Team Gray may not have advanced to the finals but they’ve got their sights on bigger targets. With their latest autonomy in-a-box they may be positioned to become the Microsoft and IBM of autonomous vehicles.
Chief Engineer Paul Trepagnier explained that the Autonomous Vehicle System, or AVS for short, is a completely self-contained unit comprised of componentized navigational mobility that can be scripted.
The system effectively boils the entire autonomous navigation down into three major categories:
- Localization
- Obstacle Avoidance
- Actuation
It takes input from a GPS sensor to determine where it is in the world and the desired route to traverse. “The core AVS platform takes the GPS information and drives the vehicle. We’ve driven the car up to eighty miles per hour with less than 5 cm of error,” Trepagnier said. “Eighty two miles per hour,” President and Director of Gray Matter Eric Gray corrected.

## Work request 1
Decide whether each statement agrees with the article on Team Gray's autonomous vehicle system. Answer yes or no for each, and quote the words from the article that settle it.
(a) The system takes input from a GPS sensor.
(b) The system divides autonomous navigation into four major categories.
(c) Paul Trepagnier is the President and Director of Gray Matter.
## Work request 2
Write the next part of the article on Team Gray's autonomous vehicle system, picking up after its final sentence.

## Information
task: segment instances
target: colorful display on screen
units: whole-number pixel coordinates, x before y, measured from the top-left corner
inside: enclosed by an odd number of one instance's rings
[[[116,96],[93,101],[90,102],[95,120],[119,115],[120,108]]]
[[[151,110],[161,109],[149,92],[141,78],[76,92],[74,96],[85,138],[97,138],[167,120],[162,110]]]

## Task result 1
(a) Yes: "It takes input from a GPS sensor to determine where it is in the world and the desired route to traverse."
(b) No: "The system effectively boils the entire autonomous navigation down into three major categories"
(c) No: "Chief Engineer Paul Trepagnier" and "President and Director of Gray Matter Eric Gray"

## Task result 2
The system is designed to accept input from sensors in order to identify obstacles. In the event an obstacle is in the way of the vehicle, the AVS performs the appropriate behavior to avoid the obstacle if possible.
As a testament to the modularity and flexibility of the system, Trepagnier explained that when they acquired the new vehicle for the National Qualifying Event, retiring “the white one,” they were able to integrate all sensors and actuators in less than fifteen minutes.
The modularity sheds a little light into the elegant architecture in the design. First, the system is comprised of two major layers: The Hardware Layer and The Software Layer. Both are proprietary.
Features of The Software Layer include the extensibility of the sensor array. It takes only three days or less to integrate a new sensor. The integration is comprised of a reusable driver that provides a common output that is consumable by the obstacle detection algorithms. Considering the available-now and relatively inexpensive cost of this device it behooves all major sensor manufacturers to develop AVS-compliant sensor drivers for their technologies.
Also within The Software Layer is a high-priority fail-safe system. There are two threads constantly running that monitor the software and the sensors: a Safety Monitor and a Failure Monitor, respectively. If one of the threads identifies something wrong, they have the authority to bring the vehicle to a stop.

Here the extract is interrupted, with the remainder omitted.